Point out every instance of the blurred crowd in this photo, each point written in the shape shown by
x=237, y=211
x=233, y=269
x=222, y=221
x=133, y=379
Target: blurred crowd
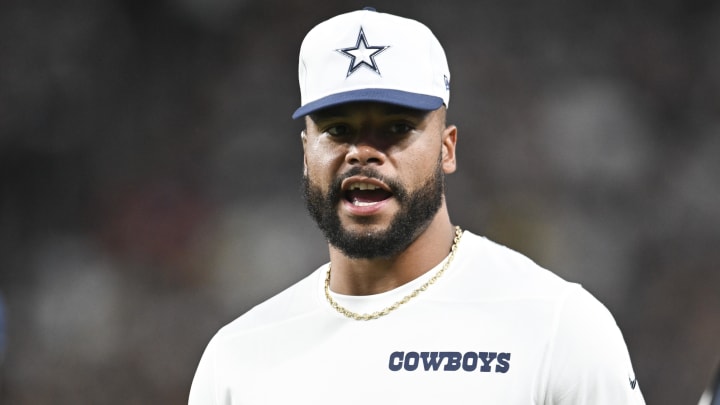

**PROBLEM TO WORK ON**: Keep out the pictures, and copy exactly the lines from the one that contains "x=233, y=269" through the final line of the records above, both ends included.

**WRITTEN SOLUTION**:
x=233, y=269
x=222, y=221
x=133, y=379
Target: blurred crowd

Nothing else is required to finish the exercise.